This apparatus preferably comprises a location sensor as the measuring means, a first arithmetic operation processing device as the digital filter arithmetic operation and correction means, and a second arithmetic operation processing device as the convolution operation means. It is also preferable that the location sensor measures the location and direction of the head at a specified time interval and that the first arithmetic operation processing means communicates with the second arithmetic operation processing means to control the localization of a sound image in real time each time the direction or location of the head is changed.
In the sound image localization control apparatus of this configuration, the location sensor measures the location and direction of the listener's head in the three-dimensions, the first arithmetic operation processing device determines a digital filter that approximates the head related transfer function corresponding to the direction of the listener's head and calculates the amount of sound pressure attenuation in proportion to the distance between the sound source and the head in order to correct the digital filter coefficient, and the second arithmetic operation processing device arithmetically convolves the monaural sound source data with the corrected digital filter. The location sensor senses the location and direction of the listener's head at a specified time interval, and communicates with the second arithmetic operation processing device each time the location or direction of the head is changed. This enables the localization of a sound image to be controlled in real time in accordance with the movement of the listener's head.

▶ **Exercise task 1**: List each line of the rows below that contains the string "brown". Matches must have the same case.

▶ **Material provided**:
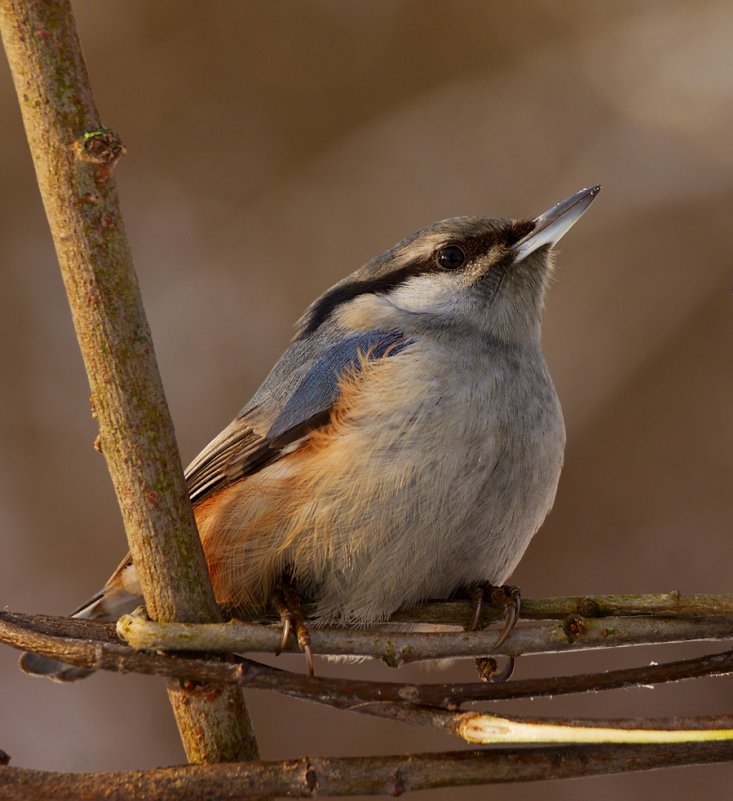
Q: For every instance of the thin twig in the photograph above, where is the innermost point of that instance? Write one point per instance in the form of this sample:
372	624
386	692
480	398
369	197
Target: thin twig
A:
383	775
101	651
401	647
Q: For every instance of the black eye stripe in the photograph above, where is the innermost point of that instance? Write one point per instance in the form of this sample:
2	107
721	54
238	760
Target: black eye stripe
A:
346	292
451	257
389	276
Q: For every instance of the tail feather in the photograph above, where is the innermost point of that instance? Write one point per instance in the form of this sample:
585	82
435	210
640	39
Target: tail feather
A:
107	604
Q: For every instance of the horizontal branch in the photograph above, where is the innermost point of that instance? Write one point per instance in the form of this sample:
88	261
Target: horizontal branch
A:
100	650
382	775
400	647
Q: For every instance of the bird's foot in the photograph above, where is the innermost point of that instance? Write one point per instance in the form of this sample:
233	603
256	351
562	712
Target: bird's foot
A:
508	599
286	601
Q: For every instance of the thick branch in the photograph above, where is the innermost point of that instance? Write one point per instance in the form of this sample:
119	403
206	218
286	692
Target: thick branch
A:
383	775
59	638
401	647
74	157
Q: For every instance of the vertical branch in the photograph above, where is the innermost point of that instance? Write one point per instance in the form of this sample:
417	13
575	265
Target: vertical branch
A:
74	157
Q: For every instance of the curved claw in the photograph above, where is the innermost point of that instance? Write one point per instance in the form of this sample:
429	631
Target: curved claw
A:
309	660
487	669
505	674
512	603
284	635
477	600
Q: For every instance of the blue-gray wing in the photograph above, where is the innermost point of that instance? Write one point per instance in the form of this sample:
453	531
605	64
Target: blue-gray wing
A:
296	398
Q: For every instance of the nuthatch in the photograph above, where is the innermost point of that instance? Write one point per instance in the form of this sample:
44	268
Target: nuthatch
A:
407	444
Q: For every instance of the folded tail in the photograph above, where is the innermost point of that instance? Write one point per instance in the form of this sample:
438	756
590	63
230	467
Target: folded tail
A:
119	596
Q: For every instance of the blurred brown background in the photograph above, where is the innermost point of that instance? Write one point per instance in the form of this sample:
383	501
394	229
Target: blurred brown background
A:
274	147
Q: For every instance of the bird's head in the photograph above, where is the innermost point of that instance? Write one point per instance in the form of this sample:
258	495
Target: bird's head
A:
470	275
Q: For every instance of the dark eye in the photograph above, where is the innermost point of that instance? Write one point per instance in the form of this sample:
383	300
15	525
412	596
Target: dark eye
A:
451	257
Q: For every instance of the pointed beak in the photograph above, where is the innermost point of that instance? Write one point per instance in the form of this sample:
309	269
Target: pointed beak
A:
551	226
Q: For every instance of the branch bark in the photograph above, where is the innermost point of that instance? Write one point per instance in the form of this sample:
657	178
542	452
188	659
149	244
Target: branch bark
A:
395	648
383	775
94	645
74	158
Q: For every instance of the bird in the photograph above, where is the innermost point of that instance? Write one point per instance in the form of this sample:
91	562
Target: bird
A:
406	446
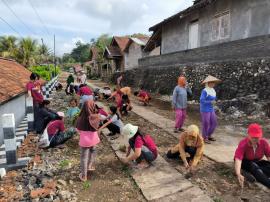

▶ **Exercise task 2**: In the sound localization passage, what does it achieve when the location sensor checks the head at a specified time interval and communicates each time the head's location or direction changes? Answer in one to three sentences.

▶ **Task response 1**:
Q: For every instance of the blurred brown background in the photograph above, where is the innermost point of that instance? Write one point per instance in the form of this sample:
Target: blurred brown background

▶ **Task response 2**: It allows the localization of a sound image to be controlled in real time, following the movement of the listener's head.